Pull out the lines in the items below without changing anything. Start at the line that has "query (the noun phrase to segment): cream", and stop after the line that has "MULTIPOLYGON (((72 181, 72".

> _RAW RECORDS_:
##########
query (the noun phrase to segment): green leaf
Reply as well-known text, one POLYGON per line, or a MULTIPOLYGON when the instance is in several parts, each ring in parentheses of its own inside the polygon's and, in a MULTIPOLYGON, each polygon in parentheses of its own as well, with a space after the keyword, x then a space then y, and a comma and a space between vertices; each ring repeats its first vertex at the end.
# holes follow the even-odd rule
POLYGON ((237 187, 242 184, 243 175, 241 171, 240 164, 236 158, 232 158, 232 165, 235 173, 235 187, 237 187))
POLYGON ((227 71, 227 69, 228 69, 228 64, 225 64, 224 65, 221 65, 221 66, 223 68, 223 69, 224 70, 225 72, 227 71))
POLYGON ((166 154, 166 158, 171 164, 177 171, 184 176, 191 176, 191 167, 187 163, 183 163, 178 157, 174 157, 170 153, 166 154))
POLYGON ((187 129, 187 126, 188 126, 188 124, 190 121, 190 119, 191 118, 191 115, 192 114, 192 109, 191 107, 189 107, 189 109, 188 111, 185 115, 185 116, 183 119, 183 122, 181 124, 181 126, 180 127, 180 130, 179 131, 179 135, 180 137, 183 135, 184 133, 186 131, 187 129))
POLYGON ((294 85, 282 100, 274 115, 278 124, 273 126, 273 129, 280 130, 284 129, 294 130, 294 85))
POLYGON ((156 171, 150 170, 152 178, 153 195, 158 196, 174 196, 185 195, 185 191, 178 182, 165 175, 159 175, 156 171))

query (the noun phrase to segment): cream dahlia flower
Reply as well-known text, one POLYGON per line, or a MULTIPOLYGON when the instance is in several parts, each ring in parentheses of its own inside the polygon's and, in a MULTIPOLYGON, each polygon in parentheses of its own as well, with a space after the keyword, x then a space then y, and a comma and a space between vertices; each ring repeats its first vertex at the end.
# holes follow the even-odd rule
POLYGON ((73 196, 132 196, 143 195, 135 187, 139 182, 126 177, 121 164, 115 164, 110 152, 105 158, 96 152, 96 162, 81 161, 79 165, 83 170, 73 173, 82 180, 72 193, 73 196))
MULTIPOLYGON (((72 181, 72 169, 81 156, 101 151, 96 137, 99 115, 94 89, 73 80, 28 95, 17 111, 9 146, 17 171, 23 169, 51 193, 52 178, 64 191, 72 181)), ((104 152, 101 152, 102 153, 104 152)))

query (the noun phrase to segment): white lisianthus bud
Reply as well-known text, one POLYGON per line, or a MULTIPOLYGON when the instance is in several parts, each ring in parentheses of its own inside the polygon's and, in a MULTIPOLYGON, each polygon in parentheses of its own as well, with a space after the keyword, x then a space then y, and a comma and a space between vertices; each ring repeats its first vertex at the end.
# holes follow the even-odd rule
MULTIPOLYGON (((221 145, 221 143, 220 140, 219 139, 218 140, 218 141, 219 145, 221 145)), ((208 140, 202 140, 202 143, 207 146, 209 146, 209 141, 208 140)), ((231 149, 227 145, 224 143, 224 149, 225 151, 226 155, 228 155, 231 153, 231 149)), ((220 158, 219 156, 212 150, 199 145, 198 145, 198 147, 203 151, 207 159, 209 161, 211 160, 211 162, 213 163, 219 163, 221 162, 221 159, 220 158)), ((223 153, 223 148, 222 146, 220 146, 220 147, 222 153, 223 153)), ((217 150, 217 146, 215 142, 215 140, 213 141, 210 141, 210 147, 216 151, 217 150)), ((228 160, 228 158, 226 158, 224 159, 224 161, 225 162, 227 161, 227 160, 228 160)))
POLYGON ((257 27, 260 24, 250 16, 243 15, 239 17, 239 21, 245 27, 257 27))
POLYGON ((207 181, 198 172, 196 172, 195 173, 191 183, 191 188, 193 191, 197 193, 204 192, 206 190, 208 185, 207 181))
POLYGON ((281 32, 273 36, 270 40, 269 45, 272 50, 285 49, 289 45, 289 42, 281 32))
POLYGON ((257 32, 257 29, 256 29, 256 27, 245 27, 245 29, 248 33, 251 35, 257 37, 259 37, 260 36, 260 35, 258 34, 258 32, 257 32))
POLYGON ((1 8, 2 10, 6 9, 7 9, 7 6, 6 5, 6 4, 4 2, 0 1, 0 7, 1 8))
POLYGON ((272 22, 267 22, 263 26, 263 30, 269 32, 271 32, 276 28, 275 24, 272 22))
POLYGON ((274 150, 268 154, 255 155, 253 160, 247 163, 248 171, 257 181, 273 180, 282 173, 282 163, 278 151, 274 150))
##########
> _ANSWER FOR THE TASK_:
query (the noun phrase to segment): cream dahlia flower
Reply as well-known text, one POLYGON per line, or a MULTIPOLYGON when the instance is in several parts, each ring in parentheses of its own inside the polygon's and, in a MULTIPOLYGON, each polygon in parentheses of its own as well, with a space after the keyword, x then a space then y, and a comma and a space between vertices; each ring repeats its first vertex at the end.
# holes follow the even-odd rule
POLYGON ((73 196, 132 196, 143 195, 135 187, 139 182, 126 177, 121 164, 115 164, 110 152, 105 158, 96 152, 96 162, 81 161, 79 165, 83 170, 73 173, 82 180, 72 193, 73 196))
MULTIPOLYGON (((72 181, 72 169, 81 156, 101 151, 96 137, 99 115, 94 89, 73 80, 28 95, 17 111, 9 146, 17 171, 23 169, 51 193, 52 178, 64 191, 72 181)), ((104 152, 101 152, 102 153, 104 152)))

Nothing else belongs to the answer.